## TEXT EXCERPT
There are more, but you get the idea.

These articles all report on a brief communication, published in the journal Epilepsy and Behavior, by researchers from George Washington University, Mohamad Koubeissi et al. The article in question, titled “Electrical Stimulation of a Small Brain Area Reversibly Disrupts Consciousness,” [DOI: 10.1016/j.yebeh.2014.05.027] does not use the switch or lightswitch metaphor. In the article, the researchers describe how stimulating one region of a woman’s brain, an area between the left claustrum and anterior-dorsal-insula, caused her to lose consciousness. The researchers hypothesize that this region may act as a “gate” toward consciousness, thereby introducing a different metaphor that implies not a simple on/off, but more of a pathway through a network.

The authors also quote another metaphor, this one from Francis Crick and Kristof Koch, who called the claustrum “a conductor coordinating a group of players in the orchestra.” The full quote, from the original continues: “Without the conductor, the players can still play but they fall increasingly out of synchrony with each other. The result is a cacophony of sounds.”

And Crick and Koch also introduce (but then discard) another metaphor: “the highly networked nature of the claustrum raises the question of whether it acts as a sort of ‘Cartesian theatre” (1276).

## WORK TO COMPLETE
1. According to the excerpt, which part of the woman's brain did the researchers stimulate?
2. Say whether each statement agrees with the excerpt, and quote the words that decide it: (a) The article in Epilepsy and Behavior uses the lightswitch metaphor. (b) Crick and Koch compared the claustrum to a conductor. (c) The researchers were from George Washington University.
3. Transcribe everything in the excerpt from "These articles all" down to "through a network.".
The listing is not needed here.

## DATA
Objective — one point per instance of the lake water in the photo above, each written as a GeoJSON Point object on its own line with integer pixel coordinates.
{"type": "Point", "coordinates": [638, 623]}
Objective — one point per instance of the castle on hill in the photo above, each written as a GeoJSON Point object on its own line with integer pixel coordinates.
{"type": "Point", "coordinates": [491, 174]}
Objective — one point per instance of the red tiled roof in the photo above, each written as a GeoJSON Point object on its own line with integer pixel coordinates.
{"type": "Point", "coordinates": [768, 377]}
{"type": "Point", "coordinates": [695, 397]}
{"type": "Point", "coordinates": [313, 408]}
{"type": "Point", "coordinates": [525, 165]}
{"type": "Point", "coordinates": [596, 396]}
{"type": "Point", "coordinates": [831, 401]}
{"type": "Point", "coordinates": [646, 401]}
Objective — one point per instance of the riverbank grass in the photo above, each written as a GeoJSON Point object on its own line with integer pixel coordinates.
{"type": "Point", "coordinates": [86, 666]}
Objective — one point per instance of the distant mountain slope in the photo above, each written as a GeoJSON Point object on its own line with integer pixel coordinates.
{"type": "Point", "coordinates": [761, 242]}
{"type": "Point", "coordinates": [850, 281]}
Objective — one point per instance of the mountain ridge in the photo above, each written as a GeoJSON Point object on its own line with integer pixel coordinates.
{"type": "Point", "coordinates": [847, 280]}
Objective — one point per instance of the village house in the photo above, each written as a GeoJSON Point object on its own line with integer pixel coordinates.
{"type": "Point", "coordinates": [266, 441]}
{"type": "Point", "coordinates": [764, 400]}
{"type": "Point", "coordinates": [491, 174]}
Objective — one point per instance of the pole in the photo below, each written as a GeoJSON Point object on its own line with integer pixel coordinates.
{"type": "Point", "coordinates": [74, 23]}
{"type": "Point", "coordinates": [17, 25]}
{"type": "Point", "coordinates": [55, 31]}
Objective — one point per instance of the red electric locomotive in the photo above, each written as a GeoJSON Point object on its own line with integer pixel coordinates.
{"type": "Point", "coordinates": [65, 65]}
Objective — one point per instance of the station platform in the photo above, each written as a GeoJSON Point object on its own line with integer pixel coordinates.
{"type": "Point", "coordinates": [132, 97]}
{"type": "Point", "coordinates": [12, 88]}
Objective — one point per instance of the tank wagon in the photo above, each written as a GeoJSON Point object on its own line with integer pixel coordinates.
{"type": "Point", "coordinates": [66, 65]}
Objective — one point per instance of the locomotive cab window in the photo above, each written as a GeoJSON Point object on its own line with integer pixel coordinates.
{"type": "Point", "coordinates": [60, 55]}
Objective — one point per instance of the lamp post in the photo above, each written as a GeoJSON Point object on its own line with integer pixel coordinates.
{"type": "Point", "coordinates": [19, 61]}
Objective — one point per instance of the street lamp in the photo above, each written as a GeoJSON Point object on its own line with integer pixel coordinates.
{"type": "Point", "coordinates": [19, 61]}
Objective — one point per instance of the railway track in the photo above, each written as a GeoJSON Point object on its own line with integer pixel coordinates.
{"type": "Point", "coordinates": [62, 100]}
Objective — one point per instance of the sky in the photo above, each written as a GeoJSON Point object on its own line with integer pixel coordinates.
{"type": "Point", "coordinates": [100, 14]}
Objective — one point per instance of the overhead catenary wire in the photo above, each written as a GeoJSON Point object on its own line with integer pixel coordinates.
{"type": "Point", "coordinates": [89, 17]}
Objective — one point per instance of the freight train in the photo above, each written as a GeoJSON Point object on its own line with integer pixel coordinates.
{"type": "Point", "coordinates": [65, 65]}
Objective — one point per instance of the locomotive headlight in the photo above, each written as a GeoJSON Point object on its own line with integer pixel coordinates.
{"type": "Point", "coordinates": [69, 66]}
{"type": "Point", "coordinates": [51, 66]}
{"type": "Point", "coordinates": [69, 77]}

## WRITTEN ANSWERS
1. An area between the left claustrum and anterior-dorsal-insula.

2.
(a) No: "does not use the switch or lightswitch metaphor."
(b) Yes: "called the claustrum “a conductor coordinating a group of players in the orchestra.”"
(c) Yes: "by researchers from George Washington University"

3.
These articles all report on a brief communication, published in the journal Epilepsy and Behavior, by researchers from George Washington University, Mohamad Koubeissi et al. The article in question, titled “Electrical Stimulation of a Small Brain Area Reversibly Disrupts Consciousness,” [DOI: 10.1016/j.yebeh.2014.05.027] does not use the switch or lightswitch metaphor. In the article, the researchers describe how stimulating one region of a woman’s brain, an area between the left claustrum and anterior-dorsal-insula, caused her to lose consciousness. The researchers hypothesize that this region may act as a “gate” toward consciousness, thereby introducing a different metaphor that implies not a simple on/off, but more of a pathway through a network.